Task description: Return every line of the entries below that contains the word "beam".

Data section:
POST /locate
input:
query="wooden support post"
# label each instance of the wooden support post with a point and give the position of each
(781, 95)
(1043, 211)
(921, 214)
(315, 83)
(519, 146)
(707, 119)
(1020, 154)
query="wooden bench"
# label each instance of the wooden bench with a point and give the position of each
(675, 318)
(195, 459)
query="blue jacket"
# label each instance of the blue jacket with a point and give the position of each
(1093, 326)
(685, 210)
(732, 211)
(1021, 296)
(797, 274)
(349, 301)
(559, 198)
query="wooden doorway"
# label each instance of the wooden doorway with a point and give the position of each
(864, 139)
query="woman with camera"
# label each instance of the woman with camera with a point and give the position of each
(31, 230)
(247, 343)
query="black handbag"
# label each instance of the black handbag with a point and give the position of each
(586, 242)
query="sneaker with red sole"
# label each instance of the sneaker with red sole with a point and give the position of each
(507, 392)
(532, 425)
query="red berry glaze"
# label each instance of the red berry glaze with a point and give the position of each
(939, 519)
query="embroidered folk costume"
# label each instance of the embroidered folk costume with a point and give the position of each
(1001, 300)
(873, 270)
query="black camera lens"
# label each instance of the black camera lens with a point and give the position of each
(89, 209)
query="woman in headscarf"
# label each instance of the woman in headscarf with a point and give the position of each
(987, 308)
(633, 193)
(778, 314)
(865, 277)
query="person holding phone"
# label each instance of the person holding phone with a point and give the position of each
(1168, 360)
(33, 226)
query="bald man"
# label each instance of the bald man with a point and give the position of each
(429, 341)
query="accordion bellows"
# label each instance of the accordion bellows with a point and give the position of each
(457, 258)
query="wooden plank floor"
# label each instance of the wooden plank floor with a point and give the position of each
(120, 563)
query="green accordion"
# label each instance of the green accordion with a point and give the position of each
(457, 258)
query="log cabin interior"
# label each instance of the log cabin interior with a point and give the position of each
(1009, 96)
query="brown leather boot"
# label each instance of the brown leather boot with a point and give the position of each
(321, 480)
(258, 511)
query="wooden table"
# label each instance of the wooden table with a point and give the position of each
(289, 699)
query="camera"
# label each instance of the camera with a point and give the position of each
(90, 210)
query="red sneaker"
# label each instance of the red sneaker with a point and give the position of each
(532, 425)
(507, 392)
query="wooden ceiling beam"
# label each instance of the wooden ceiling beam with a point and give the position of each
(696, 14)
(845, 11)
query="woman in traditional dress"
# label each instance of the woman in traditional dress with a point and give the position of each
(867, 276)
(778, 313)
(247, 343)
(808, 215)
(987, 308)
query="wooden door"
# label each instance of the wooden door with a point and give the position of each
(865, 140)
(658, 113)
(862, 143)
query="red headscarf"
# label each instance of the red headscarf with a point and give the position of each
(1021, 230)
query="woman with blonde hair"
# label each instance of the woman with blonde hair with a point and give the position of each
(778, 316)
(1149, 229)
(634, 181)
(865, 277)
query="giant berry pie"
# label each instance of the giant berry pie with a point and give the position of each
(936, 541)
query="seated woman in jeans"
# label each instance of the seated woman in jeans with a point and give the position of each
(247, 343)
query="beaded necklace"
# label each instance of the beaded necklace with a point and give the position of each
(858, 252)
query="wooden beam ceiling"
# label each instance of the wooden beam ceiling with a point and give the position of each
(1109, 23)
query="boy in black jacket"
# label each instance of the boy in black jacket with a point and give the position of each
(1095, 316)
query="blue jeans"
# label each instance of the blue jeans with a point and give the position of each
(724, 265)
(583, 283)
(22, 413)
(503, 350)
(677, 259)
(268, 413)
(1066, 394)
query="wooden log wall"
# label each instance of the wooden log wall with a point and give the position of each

Task response:
query="wooden ceiling beam"
# label each instance of the wooden ceiling beam with a point and give the position of each
query="wooden beam ceiling"
# label each instance of the wooden beam ceiling with a point and give the position of each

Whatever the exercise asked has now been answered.